■ Passage provided:
Things That Are Killing Us: Fine particulate matter

With the scale of environmental decay and disaster, it becomes difficult to conceptualize the degree to which these problems affect humans. The best way to do so is to understand the effect of one environmental problem at a time. For this week, let’s take a look at fine particulate matter (PM2.5).

PM2.5 is particulate matter in our atmosphere that is less than 2.5 micrometers, which is 3% the diameter of human hair. The pollutant is small enough that billions of particles can fit in a blood cell. Because of its relatively small size and weight, it is capable of staying longer in the air, which makes it easier for humans to inhale. PM2.5 can come from many different sources such as power plants, vehicle use, and natural disasters.

High levels of PM2.5 exposure have severe health consequences including aggravated asthma, decreased lung functions, nonfatal heart attacks, and premature death. It is estimated that 4.2 million people die around the world due to PM2.5 exposure, including 50,000 in the United States. Exposure to air pollution also increases the risk of lung cancer and can also lead to plaque deposits in arteries.

In addition to the health consequences for humans, there are severe environmental consequences of PM2.5, including making water sources acidic, contributing to acid rain, damaging forests and crops, and depleting nutrients in soil. These environmental issues have decreased global life expectancy by one year, with a decrease in life expectancy by 1.2-1.9 years in Asia and Africa. Inequalities in air pollution have also increased. For example, in the United States, minority communities and low-income communities have significantly more exposure to PM2.5.

PM2.5 exposure is deadly for humanity, and it is indicative of how much work needs to be done in the air pollution sphere.

Dataset entries
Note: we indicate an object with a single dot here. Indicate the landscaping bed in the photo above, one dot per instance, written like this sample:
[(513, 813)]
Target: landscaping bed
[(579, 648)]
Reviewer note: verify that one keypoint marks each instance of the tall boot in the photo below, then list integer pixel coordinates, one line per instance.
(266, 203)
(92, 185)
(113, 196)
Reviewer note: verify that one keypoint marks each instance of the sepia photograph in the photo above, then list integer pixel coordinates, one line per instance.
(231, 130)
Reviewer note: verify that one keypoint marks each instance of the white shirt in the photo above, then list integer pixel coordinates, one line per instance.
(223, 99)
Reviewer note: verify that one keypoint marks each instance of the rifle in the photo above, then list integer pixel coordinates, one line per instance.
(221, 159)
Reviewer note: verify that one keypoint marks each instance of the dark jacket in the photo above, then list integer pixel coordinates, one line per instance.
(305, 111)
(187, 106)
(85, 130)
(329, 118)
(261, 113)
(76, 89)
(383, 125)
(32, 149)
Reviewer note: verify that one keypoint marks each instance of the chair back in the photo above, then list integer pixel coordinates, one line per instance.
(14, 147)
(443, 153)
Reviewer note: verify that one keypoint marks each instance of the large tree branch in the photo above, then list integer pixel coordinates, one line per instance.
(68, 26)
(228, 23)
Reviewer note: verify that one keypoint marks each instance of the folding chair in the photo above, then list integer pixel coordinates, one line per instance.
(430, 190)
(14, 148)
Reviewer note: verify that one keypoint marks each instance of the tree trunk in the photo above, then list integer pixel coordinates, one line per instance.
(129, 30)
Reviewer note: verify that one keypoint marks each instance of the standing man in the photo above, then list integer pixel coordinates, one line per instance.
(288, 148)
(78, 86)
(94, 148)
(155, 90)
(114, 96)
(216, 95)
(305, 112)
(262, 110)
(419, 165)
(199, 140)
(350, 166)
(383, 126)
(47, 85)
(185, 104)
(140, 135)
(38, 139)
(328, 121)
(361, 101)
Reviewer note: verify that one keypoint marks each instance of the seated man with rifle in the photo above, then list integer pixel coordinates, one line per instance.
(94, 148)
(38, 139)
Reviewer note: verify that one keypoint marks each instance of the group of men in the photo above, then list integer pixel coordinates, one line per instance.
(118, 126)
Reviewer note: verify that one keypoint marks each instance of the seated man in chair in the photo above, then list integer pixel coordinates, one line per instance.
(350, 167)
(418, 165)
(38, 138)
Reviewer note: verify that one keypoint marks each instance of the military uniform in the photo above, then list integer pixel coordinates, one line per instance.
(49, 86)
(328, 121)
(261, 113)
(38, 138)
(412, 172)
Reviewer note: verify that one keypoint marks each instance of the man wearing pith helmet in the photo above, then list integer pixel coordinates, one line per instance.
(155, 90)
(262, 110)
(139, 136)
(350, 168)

■ Work order 1:
Write out the passage on fine particulate matter word for word, starting with "Things That Are" and going on through "particulate matter (PM2.5).".
■ Work order 2:
According to the passage on fine particulate matter, how many people in the United States are estimated to die due to PM2.5 exposure?
These records have no connection to the passage on fine particulate matter.

■ Task result 1:
Things That Are Killing Us: Fine particulate matter

With the scale of environmental decay and disaster, it becomes difficult to conceptualize the degree to which these problems affect humans. The best way to do so is to understand the effect of one environmental problem at a time. For this week, let’s take a look at fine particulate matter (PM2.5).

■ Task result 2:
50,000